_Directive 1_
Gather every line of the listing that contains the string "fence", copying each one in full. Case counts.
* begin Text excerpt *
Earthly Delights
by Gail Junion-Metz -- School Library Journal, 03/01/1999
This spring, use the Web to get kids thinking globally and acting locally
When Earth Day, April 22, rolls around this year, you can do more than put up book displays on the environment or recycle last year's recycling information. Why not get students involved in environmental projects for your school, library, and community? Kids can make a difference.
Prepare for the Energy Patrol
To get students into the activist mindset, send them to the Globe Program, created by the National Oceanographic and Atmospheric Administration. Here students in grades 1 to 12 can work on environmental projects with schools around the world. Kids collect local environmental data, share their data online, and then work with research scientists to analyze the results. Check out the "News and Events" section for schedules of live chat sessions with scientists.
Keith Nuthall, an instructional technology specialist at the Unified School District in Poway, CA, created Make a Difference in Your World for grades five to nine. The site asks kids to learn about one environmental issue and then develop a strategy to get their community to address it. The site offers a list of issues such as recycling, protecting endangered tigers, ocean pollution, and old-growth forest preservation. With the help of creatively presented focus questions, students develop TV and radio announcements, editorials, and a Web page on the issue.
The staff at the DeVargas School in Cupertino, CA, developed Here Comes the Energy Patrol. Discover how students in grades two to six can help monitor the lights and thermostats in your library or school -- and save you money. (Check out how much money the DeVargas school saved in the project's first year.)
Got a little extra space near your building? If so, visit Schoolyard Habitats, sponsored by the National Wildlife Federation for grades 3 to 12. Find out how a part of the grounds near your library or school can become a wildlife-friendly place.
* end Text excerpt *
_Directive 2_
Pick up the Earth Day projects article after its last sentence and continue writing it.
* begin Supplied data *
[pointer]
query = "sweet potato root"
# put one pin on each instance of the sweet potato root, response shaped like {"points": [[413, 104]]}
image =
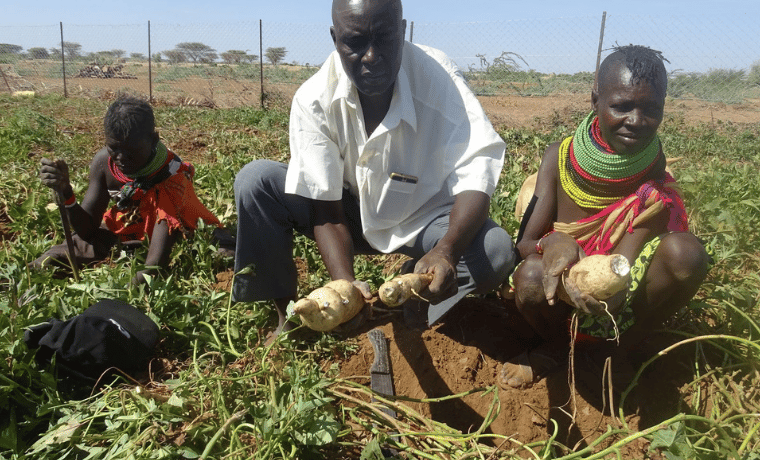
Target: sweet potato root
{"points": [[600, 276], [395, 292], [327, 307]]}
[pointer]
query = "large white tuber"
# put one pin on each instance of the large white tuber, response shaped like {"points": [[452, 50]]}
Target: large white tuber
{"points": [[395, 292], [327, 307], [600, 276]]}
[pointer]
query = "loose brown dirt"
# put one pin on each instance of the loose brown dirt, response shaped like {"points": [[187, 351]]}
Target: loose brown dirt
{"points": [[468, 348]]}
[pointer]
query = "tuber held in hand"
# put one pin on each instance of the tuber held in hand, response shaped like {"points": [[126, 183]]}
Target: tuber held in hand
{"points": [[401, 288], [600, 276], [327, 307]]}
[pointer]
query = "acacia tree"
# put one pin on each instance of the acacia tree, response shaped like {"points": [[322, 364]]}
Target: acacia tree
{"points": [[197, 52], [38, 53], [175, 56], [72, 49], [7, 48], [235, 56], [275, 55]]}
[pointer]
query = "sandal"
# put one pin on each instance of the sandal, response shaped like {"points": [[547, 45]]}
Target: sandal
{"points": [[528, 368]]}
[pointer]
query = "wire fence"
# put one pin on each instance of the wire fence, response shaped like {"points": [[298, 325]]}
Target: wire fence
{"points": [[710, 58]]}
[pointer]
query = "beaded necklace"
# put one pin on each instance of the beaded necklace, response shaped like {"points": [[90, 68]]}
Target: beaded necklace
{"points": [[135, 185], [594, 176]]}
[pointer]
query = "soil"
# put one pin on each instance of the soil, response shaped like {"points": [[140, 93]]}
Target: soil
{"points": [[468, 349], [504, 111]]}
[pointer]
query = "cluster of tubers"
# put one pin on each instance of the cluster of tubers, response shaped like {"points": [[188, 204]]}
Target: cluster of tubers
{"points": [[600, 276], [327, 307], [324, 309], [401, 288], [339, 301]]}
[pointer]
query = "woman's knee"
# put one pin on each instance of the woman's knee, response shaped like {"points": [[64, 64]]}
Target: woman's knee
{"points": [[528, 282], [500, 252], [257, 176], [684, 256]]}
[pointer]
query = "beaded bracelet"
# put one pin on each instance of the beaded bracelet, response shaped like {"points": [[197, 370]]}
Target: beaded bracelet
{"points": [[70, 201], [539, 248]]}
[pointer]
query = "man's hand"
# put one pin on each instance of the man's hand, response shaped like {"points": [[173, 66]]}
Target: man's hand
{"points": [[444, 284], [55, 174], [560, 252]]}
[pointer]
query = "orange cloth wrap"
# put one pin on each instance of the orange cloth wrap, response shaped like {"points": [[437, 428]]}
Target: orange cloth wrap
{"points": [[173, 200]]}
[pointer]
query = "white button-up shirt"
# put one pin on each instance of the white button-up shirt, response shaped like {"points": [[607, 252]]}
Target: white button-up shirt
{"points": [[435, 130]]}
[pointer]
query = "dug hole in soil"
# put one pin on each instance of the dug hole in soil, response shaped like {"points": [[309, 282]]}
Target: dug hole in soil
{"points": [[466, 350]]}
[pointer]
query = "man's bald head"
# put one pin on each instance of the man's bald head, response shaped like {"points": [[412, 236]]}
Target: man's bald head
{"points": [[358, 5], [369, 38]]}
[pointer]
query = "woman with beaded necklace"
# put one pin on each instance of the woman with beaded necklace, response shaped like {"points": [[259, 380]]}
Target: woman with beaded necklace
{"points": [[151, 187], [605, 190]]}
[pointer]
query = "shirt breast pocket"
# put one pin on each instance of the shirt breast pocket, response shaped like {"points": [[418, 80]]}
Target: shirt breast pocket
{"points": [[396, 200]]}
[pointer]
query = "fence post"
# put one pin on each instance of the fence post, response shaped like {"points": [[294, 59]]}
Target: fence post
{"points": [[150, 69], [261, 63], [599, 51], [63, 64]]}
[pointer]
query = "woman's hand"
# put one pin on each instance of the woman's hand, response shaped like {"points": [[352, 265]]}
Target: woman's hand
{"points": [[55, 174], [444, 284], [560, 252]]}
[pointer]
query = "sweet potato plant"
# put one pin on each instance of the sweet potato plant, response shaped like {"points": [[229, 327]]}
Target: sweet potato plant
{"points": [[214, 390]]}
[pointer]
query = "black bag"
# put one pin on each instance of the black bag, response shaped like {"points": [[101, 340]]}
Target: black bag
{"points": [[109, 334]]}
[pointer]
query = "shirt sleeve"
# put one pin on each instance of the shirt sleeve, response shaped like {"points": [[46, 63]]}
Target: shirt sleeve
{"points": [[316, 167], [479, 167]]}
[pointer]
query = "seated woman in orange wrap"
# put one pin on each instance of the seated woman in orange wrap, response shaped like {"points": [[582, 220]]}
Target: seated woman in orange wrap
{"points": [[606, 190], [152, 190]]}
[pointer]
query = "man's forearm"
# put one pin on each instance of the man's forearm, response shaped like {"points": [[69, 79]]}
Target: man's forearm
{"points": [[336, 247], [468, 215]]}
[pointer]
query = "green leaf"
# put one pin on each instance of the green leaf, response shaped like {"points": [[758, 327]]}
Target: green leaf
{"points": [[321, 430]]}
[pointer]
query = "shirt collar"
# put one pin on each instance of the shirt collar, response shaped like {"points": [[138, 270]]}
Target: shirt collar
{"points": [[402, 104]]}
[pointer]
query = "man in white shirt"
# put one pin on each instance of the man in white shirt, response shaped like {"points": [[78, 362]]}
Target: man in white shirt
{"points": [[390, 153]]}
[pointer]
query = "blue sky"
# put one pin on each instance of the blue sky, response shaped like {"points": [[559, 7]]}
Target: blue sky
* end Supplied data *
_Answer 1_
query = "wire fence"
# put one pin on each instance of the wire fence, response shaped like {"points": [[298, 325]]}
Target: wire fence
query = "fence post"
# put one pin on each instance of the fence post, response shaped like {"points": [[294, 59]]}
Target: fence post

_Answer 2_
The National Wildlife Federation also hosts You Can Help the Earth, a regular feature of Ranger Rick magazine online. Students in grades two to six can find out how to start an "Earthsavers Group." The University of Wisconsin's Environmental Resources Center created Give Water a Hand for grades two to eight. The site encourages kids to learn about their local streams, rivers, and lakes and find out about water problems such as industrial waste, storm runoff, and threats to wetland areas. Kids can download the free "Action" guides to create a clean-up or community education project with the help of local environmental groups.
Eco-Links for Educators
The Web offers many sites for librarians, teachers, and homeschoolers who are looking for information about environmental issues and lesson plans. The Global Rivers Environmental Education Network developed EELink to support K-12 environmental education by organizing Internet resources. Go to the "Class Resources" section for hundreds of topic-specific activity links.
The Amazing Environmental Organization Web Directory was created by a team of 23 volunteers in Santa Barbara, CA. It claims to be the largest environmental directory on the Web, offering a huge number of links to educational sites as well as to companies that handle environmental problems. The EPA Environmental Education Center is the Environmental Protection Agency's Web site for teachers. Take a look at the "Curriculum Resources and Activities" section for topical links to projects and in-class activities.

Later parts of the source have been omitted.